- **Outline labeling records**
■ ■ ■ ■ ■

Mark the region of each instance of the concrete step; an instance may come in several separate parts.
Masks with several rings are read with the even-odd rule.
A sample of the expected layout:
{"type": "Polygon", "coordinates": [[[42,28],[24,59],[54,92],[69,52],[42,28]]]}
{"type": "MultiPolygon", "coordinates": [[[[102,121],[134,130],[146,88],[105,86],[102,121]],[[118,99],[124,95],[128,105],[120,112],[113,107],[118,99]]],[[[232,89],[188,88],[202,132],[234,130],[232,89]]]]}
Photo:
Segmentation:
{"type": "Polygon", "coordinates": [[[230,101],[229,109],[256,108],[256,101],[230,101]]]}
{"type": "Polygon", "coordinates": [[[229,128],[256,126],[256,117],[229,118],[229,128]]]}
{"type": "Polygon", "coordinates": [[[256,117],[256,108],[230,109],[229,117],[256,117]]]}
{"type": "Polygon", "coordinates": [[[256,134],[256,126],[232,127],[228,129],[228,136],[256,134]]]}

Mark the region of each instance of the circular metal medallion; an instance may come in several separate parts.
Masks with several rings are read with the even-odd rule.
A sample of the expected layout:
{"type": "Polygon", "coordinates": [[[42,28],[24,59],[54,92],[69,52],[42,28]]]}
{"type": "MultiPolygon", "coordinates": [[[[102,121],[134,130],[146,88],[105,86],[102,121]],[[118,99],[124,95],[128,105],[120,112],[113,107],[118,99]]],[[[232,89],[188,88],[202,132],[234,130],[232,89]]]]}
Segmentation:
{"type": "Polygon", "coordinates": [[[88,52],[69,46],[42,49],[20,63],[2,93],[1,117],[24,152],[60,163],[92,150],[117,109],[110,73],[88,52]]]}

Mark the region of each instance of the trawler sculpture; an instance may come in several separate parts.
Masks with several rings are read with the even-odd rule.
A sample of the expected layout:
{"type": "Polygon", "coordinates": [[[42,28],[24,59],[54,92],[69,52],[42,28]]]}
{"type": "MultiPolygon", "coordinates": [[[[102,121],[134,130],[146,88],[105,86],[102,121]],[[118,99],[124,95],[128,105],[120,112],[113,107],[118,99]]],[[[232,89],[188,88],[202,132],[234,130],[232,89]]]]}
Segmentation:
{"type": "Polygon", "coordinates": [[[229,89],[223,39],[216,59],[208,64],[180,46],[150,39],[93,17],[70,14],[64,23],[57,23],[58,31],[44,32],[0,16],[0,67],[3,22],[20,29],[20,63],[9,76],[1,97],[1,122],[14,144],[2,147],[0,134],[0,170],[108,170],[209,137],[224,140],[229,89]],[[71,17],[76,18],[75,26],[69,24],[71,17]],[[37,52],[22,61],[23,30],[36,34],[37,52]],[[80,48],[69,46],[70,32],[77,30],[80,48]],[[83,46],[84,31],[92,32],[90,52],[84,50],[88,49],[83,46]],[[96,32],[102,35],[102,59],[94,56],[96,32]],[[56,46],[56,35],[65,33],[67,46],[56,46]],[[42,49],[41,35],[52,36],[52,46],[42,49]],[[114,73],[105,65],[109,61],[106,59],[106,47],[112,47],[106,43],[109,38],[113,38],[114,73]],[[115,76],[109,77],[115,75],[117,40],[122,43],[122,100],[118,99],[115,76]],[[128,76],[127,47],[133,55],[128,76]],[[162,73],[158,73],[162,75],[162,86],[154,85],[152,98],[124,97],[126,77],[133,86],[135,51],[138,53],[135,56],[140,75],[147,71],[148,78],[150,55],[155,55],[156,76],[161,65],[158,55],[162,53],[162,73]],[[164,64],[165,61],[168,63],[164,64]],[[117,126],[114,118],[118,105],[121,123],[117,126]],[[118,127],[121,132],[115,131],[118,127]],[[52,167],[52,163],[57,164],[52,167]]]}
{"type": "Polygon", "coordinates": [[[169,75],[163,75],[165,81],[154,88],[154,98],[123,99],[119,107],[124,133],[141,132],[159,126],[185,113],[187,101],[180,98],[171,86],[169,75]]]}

■ ■ ■ ■ ■

- **WRITTEN INSTRUCTION**
Repeat every line of the records above exactly.

- **WRITTEN REPLY**
Mark the region of each instance of the concrete step; an instance may come in several separate parts.
Masks with several rings are read with the even-odd rule.
A sample of the expected layout:
{"type": "Polygon", "coordinates": [[[42,28],[24,59],[54,92],[69,52],[42,28]]]}
{"type": "MultiPolygon", "coordinates": [[[[102,121],[134,130],[146,88],[105,86],[102,121]],[[118,99],[124,95],[128,105],[120,112],[113,107],[118,99]]],[[[232,89],[188,88],[202,132],[234,130],[232,89]]]]}
Photo:
Segmentation:
{"type": "Polygon", "coordinates": [[[230,101],[229,109],[256,108],[256,101],[230,101]]]}
{"type": "Polygon", "coordinates": [[[229,128],[256,126],[256,117],[229,118],[229,128]]]}
{"type": "Polygon", "coordinates": [[[256,117],[256,108],[230,109],[229,117],[256,117]]]}
{"type": "Polygon", "coordinates": [[[256,134],[256,126],[232,127],[228,129],[228,136],[256,134]]]}

Mark the region of each instance of the circular metal medallion; an instance may come in several separate parts.
Masks with several rings are read with the even-odd rule.
A sample of the expected layout:
{"type": "Polygon", "coordinates": [[[42,28],[24,59],[54,92],[69,52],[42,28]]]}
{"type": "MultiPolygon", "coordinates": [[[[102,121],[134,130],[146,88],[105,86],[102,121]],[[118,99],[124,95],[128,105],[120,112],[113,107],[118,99]]],[[[232,89],[188,88],[202,132],[234,130],[232,89]]]]}
Segmentation:
{"type": "Polygon", "coordinates": [[[88,52],[69,46],[42,49],[20,63],[2,93],[1,117],[24,152],[60,163],[92,150],[117,109],[110,73],[88,52]]]}

Mark the region of each instance of the trawler sculpture; an instance may come in several separate parts.
Masks with several rings are read with the even-odd rule.
A sample of the expected layout:
{"type": "Polygon", "coordinates": [[[42,28],[24,59],[54,92],[69,52],[42,28]]]}
{"type": "MultiPolygon", "coordinates": [[[[102,121],[134,130],[146,88],[105,86],[102,121]],[[118,99],[124,95],[128,105],[120,112],[113,107],[118,99]]],[[[232,89],[188,88],[202,132],[234,130],[232,89]]]]}
Segmentation:
{"type": "Polygon", "coordinates": [[[229,89],[223,39],[216,59],[208,64],[180,46],[150,39],[93,17],[70,14],[64,23],[57,23],[58,31],[44,32],[0,16],[0,67],[3,22],[20,29],[20,63],[9,76],[1,97],[1,122],[14,144],[2,147],[0,134],[0,170],[108,170],[209,137],[224,140],[229,89]],[[71,17],[76,18],[75,26],[69,24],[71,17]],[[37,52],[22,61],[23,30],[36,34],[37,52]],[[80,48],[69,46],[70,32],[77,30],[80,48]],[[83,46],[84,31],[92,32],[90,52],[84,50],[88,49],[83,46]],[[96,32],[102,35],[102,59],[94,56],[96,32]],[[56,46],[56,35],[65,33],[67,46],[56,46]],[[42,49],[41,35],[52,36],[52,46],[42,49]],[[114,73],[105,65],[109,61],[106,59],[106,47],[112,47],[106,43],[109,38],[113,38],[114,73]],[[115,76],[109,77],[115,75],[117,40],[122,43],[122,100],[118,99],[115,76]],[[128,76],[127,47],[133,55],[128,76]],[[162,73],[158,73],[162,75],[162,86],[154,85],[152,98],[124,97],[126,77],[133,86],[135,51],[138,53],[135,56],[140,75],[147,71],[148,78],[150,55],[155,55],[156,76],[161,65],[158,55],[162,53],[162,73]],[[164,64],[165,61],[168,63],[164,64]],[[117,126],[114,118],[118,105],[121,123],[117,126]],[[118,127],[121,132],[115,131],[118,127]],[[52,167],[52,163],[57,164],[52,167]]]}
{"type": "Polygon", "coordinates": [[[169,75],[163,75],[165,81],[154,88],[154,98],[123,99],[119,107],[124,133],[141,132],[159,126],[185,113],[187,101],[180,98],[171,86],[169,75]]]}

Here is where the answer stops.